What to work on
Rewrite every item below with "bare tree" renamed to "leafless tree" and everything else left unchanged.

Entries supplied
[START]

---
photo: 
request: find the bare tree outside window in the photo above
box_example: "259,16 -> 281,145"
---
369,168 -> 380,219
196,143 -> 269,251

[END]

Result of the task
---
photo: 
request: find the leafless tree outside window in the photo above
box_example: "259,16 -> 281,145"
---
369,168 -> 380,219
196,143 -> 269,251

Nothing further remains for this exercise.